GIVEN PROBLEM:
Filter the rows below and keep every line that contains the string "green". Matching is case-sensitive.

Stored data entries:
★ ★ ★ ★
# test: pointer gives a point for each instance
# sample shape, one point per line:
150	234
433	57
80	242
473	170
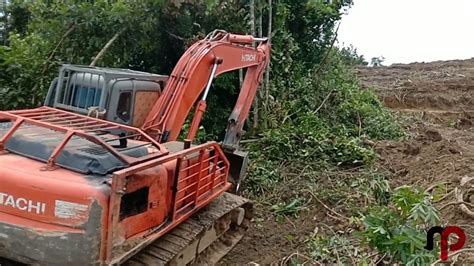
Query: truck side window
124	106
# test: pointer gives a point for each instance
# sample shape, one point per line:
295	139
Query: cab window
124	106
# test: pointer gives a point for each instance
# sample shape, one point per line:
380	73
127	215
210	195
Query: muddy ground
435	101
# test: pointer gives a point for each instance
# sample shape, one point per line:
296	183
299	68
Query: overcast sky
405	31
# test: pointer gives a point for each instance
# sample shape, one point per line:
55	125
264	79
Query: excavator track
204	238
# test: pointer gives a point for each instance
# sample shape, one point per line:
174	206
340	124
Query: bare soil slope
437	101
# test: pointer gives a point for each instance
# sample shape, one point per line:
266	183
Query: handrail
86	129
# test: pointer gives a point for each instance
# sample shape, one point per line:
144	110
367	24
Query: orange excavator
98	176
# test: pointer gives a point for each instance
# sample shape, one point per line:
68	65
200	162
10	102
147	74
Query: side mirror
49	101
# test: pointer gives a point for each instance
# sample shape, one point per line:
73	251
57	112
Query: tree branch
105	48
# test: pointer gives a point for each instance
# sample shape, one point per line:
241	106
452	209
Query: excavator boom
218	53
85	190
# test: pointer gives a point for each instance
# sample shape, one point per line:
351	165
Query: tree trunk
253	32
105	48
267	73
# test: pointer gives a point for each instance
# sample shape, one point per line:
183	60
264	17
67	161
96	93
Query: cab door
131	101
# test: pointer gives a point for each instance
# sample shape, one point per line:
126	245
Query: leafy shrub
399	229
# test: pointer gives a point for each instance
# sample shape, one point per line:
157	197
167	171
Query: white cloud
405	31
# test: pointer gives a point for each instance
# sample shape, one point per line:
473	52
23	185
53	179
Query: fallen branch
105	48
329	209
430	188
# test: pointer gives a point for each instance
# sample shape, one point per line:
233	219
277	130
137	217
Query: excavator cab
98	176
118	95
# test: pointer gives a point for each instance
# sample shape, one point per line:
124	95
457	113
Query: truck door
132	100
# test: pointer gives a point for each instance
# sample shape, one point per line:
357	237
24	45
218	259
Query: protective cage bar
201	175
71	125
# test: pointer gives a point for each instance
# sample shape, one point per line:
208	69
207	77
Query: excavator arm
218	53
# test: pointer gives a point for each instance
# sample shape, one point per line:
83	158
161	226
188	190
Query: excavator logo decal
249	57
22	204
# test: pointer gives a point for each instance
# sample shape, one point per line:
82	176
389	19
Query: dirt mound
436	99
443	85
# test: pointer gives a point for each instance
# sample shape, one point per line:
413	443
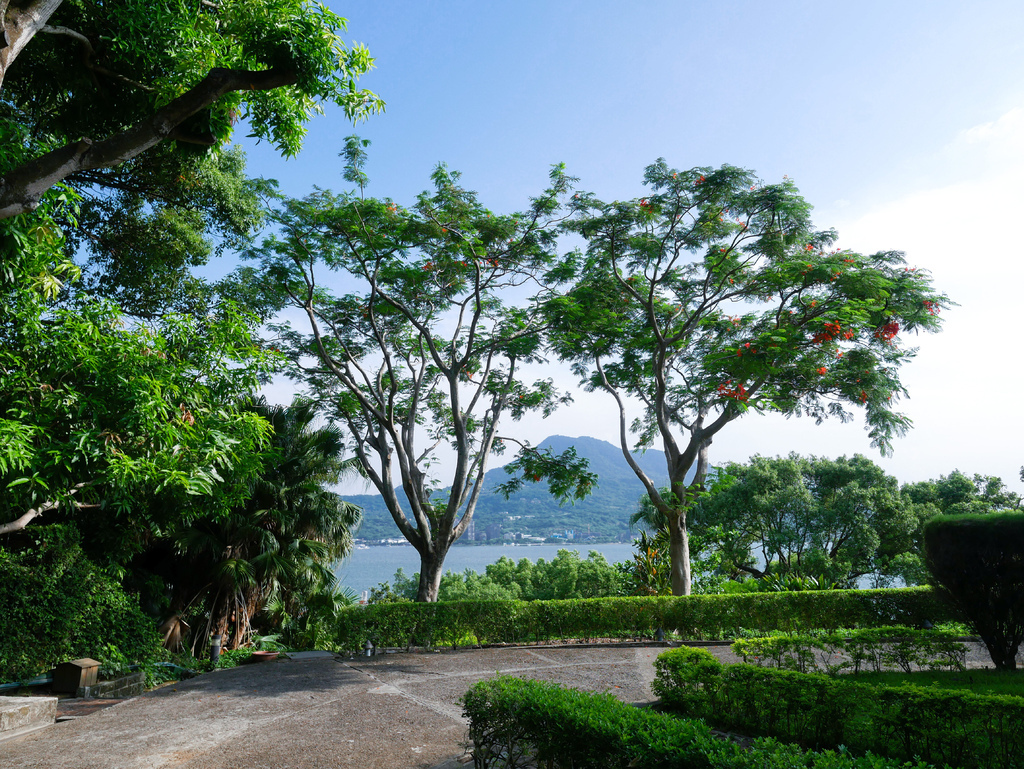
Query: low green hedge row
515	723
704	616
900	722
869	648
56	605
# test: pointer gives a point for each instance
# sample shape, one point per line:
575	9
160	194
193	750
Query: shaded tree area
273	550
160	72
715	296
123	378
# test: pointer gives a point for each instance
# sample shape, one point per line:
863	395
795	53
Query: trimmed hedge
875	648
815	711
56	605
516	723
702	616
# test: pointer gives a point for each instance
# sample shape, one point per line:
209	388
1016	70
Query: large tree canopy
427	349
87	85
715	296
839	519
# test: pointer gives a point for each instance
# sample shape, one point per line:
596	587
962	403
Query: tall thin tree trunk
431	568
679	554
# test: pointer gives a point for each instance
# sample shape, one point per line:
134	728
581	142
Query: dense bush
906	722
56	605
564	577
516	723
871	648
692	616
978	560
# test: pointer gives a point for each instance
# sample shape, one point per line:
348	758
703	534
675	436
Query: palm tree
282	542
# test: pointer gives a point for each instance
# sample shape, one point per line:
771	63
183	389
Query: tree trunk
431	568
679	554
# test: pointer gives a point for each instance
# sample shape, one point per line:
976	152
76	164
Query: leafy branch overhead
161	72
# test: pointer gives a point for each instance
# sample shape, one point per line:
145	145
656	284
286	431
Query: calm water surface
367	568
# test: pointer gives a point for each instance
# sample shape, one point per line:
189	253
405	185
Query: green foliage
836	520
651	316
144	224
868	648
566	575
427	349
97	414
704	616
515	723
958	495
56	605
978	560
274	547
903	723
153	52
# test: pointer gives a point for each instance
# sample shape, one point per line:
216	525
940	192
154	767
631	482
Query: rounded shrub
978	563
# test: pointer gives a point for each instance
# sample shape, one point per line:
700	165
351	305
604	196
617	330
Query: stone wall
118	688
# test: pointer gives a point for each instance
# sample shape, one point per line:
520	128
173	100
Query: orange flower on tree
737	392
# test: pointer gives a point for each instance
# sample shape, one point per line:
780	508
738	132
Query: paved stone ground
318	711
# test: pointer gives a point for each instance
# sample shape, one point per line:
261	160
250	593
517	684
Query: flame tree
715	296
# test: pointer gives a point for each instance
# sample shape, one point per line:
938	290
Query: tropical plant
281	544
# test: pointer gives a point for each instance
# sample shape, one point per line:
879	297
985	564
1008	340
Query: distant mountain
534	512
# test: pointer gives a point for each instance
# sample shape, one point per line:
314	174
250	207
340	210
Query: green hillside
532	512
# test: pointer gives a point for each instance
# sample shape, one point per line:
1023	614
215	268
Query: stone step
23	715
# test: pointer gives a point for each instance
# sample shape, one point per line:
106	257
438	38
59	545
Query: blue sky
901	122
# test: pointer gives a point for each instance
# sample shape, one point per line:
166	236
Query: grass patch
975	681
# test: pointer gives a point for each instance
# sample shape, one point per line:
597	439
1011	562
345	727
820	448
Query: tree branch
18	523
23	187
22	19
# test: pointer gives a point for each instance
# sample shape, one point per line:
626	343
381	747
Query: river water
★ ★ ★ ★
ANSWER TO THE PROBLEM:
Query: low green hedge row
Query: green foliage
Query: green hillside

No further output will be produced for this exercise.